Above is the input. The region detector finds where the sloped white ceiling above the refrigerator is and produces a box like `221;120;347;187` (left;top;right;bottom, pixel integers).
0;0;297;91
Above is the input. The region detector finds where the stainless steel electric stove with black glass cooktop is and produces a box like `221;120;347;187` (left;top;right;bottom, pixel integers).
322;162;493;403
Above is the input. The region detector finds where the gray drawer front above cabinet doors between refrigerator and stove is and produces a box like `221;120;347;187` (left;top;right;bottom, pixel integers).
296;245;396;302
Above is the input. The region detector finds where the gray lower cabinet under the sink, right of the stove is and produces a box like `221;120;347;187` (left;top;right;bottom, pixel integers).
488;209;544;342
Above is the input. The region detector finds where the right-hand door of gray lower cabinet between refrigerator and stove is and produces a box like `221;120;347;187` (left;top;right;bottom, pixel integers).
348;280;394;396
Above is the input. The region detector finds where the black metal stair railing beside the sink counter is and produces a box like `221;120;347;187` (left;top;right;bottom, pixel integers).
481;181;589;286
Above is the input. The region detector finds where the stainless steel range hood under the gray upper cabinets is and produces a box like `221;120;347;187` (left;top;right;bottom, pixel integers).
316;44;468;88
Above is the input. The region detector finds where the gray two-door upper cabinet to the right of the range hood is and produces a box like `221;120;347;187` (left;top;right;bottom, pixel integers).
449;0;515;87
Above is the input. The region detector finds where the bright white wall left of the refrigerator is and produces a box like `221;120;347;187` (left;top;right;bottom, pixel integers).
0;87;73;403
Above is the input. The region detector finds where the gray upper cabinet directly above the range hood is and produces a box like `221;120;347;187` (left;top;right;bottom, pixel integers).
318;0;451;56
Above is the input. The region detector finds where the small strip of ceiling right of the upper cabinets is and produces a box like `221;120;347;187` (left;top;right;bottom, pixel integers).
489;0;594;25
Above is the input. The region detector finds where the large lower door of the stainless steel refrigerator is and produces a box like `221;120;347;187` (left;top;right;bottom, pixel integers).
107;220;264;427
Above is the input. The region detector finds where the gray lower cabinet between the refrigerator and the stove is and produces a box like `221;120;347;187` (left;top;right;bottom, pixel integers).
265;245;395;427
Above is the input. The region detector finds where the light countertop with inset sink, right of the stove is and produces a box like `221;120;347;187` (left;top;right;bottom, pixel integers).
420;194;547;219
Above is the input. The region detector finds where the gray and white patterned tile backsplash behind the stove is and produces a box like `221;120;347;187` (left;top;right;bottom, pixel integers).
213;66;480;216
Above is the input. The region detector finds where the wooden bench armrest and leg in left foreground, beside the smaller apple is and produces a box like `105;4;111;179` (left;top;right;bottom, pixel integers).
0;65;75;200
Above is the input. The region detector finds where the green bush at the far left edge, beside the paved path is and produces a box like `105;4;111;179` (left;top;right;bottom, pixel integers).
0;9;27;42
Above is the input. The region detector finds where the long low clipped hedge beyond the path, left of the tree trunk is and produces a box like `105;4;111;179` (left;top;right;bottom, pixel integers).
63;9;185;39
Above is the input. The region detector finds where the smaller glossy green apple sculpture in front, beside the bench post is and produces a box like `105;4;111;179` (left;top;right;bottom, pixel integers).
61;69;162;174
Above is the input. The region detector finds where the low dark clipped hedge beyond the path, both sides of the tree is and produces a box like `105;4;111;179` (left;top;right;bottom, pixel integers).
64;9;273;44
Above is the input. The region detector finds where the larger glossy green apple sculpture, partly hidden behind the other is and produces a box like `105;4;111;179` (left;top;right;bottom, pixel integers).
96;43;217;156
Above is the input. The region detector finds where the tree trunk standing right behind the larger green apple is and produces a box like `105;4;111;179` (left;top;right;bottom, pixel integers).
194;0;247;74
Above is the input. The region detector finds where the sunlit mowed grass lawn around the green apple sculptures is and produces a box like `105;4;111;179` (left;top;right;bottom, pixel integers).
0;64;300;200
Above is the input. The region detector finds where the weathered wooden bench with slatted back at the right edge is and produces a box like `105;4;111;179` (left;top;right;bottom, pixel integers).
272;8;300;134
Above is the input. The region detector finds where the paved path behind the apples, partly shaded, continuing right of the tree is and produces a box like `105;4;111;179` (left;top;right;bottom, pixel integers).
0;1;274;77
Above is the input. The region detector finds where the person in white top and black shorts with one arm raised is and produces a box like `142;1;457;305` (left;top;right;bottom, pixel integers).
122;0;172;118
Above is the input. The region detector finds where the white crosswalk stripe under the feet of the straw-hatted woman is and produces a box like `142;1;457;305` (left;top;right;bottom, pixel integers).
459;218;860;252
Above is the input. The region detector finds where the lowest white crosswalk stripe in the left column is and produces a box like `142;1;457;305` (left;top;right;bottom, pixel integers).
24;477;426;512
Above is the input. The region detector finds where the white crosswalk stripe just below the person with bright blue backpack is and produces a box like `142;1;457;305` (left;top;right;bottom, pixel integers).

### Work required
Copy every line of the records word for word.

### Written response
Above is the input. The region detector finds where the sloped white ceiling above the refrigerator is and produces a box like `221;120;347;187` (left;top;right;bottom, pixel integers).
0;0;297;91
Above is the input. The region detector finds where the stainless steel electric stove with black glass cooktop is and produces a box like `221;120;347;187` (left;top;right;bottom, pixel integers).
322;162;493;403
Above is the input. The region detector finds where the gray drawer front above cabinet doors between refrigerator and stove is and produces a box like `221;120;347;187` (left;top;right;bottom, pixel integers).
296;245;396;302
Above is the input. The region detector finds where the gray lower cabinet under the sink, right of the stove is and produces a box like `221;120;347;187` (left;top;right;bottom, pixel integers).
488;209;544;342
Above is the input. The region detector finds where the right-hand door of gray lower cabinet between refrigerator and stove is and produces a box like `221;120;347;187` (left;top;right;bottom, pixel integers).
348;280;394;396
Above is the input. The region detector finds where the black metal stair railing beside the sink counter is and produces a box like `221;120;347;187` (left;top;right;bottom, pixel integers).
481;181;589;286
Above is the input. The region detector finds where the stainless steel range hood under the gray upper cabinets is and produces a box like `221;120;347;187` (left;top;right;bottom, pixel integers).
316;44;468;88
Above is the input. The region detector finds where the gray two-door upper cabinet to the right of the range hood is and produces a box like `221;120;347;187` (left;top;right;bottom, pixel integers).
449;0;515;87
Above is the input. The region detector finds where the bright white wall left of the refrigerator is and produces a box like `221;120;347;187` (left;top;right;bottom, pixel integers).
0;87;73;403
Above is the input. The region detector finds where the gray upper cabinet directly above the range hood is and produces a box like `221;120;347;187` (left;top;right;bottom, pixel integers).
318;0;451;56
Above is the input. The region detector finds where the small strip of ceiling right of the upper cabinets is and produces a box like `221;120;347;187` (left;top;right;bottom, pixel integers).
489;0;594;25
Above is the input. The region detector finds where the large lower door of the stainless steel refrigerator is and produces a box like `221;120;347;187` (left;top;right;bottom, pixel integers).
107;220;264;427
Above is the input. The region detector finds where the gray lower cabinet between the refrigerator and the stove is and produces a box like `221;120;347;187` (left;top;right;bottom, pixel integers).
265;245;395;427
Above is the input. The region detector finds where the light countertop with inset sink, right of the stove is and produces a box like `221;120;347;187` (left;top;right;bottom, pixel integers).
420;194;547;219
Above is the input. The region detector finds where the gray and white patterned tile backsplash behind the stove is and produces a box like `221;120;347;187` (left;top;right;bottom, pixel integers).
213;66;480;216
Above is the input. The region detector finds where the wooden bench armrest and leg in left foreground, beside the smaller apple is and produces a box like `105;4;111;179` (left;top;right;bottom, pixel integers).
0;65;75;200
Above is the input. The region detector finds where the green bush at the far left edge, beside the paved path is and produces a box like `105;4;111;179` (left;top;right;bottom, pixel integers).
0;9;27;42
Above is the input. The region detector finds where the long low clipped hedge beyond the path, left of the tree trunk is and produces a box like `105;4;111;179` (left;top;right;bottom, pixel integers).
63;9;185;39
Above is the input. The region detector finds where the smaller glossy green apple sculpture in front, beside the bench post is and produces a box like `105;4;111;179` (left;top;right;bottom, pixel integers).
61;69;162;174
Above is the input. The region detector finds where the low dark clipped hedge beyond the path, both sides of the tree is and produces a box like `105;4;111;179` (left;top;right;bottom, pixel integers).
64;9;273;44
Above is the input. The region detector finds where the larger glossy green apple sculpture, partly hidden behind the other is and produces a box like `105;4;111;179` (left;top;right;bottom, pixel integers).
96;43;217;156
Above is the input. The region detector finds where the tree trunk standing right behind the larger green apple is and produces a box like `105;4;111;179` (left;top;right;bottom, pixel integers).
194;0;247;74
Above is the input. The region detector finds where the sunlit mowed grass lawn around the green apple sculptures is and produces a box like `105;4;111;179` (left;top;right;bottom, pixel integers).
0;64;300;200
Above is the input. The region detector finds where the weathered wooden bench with slatted back at the right edge is and produces a box like `105;4;111;179` (left;top;right;bottom, pixel integers).
272;8;300;134
Above is the input. The region detector finds where the paved path behind the apples, partly shaded, continuing right of the tree is and produces a box like `105;4;111;179` (left;top;right;bottom, pixel integers).
0;1;274;77
Above is the input. The region detector finds where the person in white top and black shorts with one arm raised is and produces a box like `142;1;457;305` (left;top;right;bottom, pixel integers).
122;0;172;118
Above is the input. The region detector finds where the white crosswalk stripe under the feet of the straw-hatted woman is and produces a box like `142;1;457;305` (left;top;right;bottom, pixel integers).
459;218;860;252
Above is the input. The region detector finds where the lowest white crosswalk stripe in the left column is and produces a box like `142;1;457;305` (left;top;right;bottom, pixel integers).
24;477;426;512
Above is the input. The region detector finds where the white crosswalk stripe just below the person with bright blue backpack is and produces a box like `142;1;457;305` (left;top;right;bottom, pixel integers).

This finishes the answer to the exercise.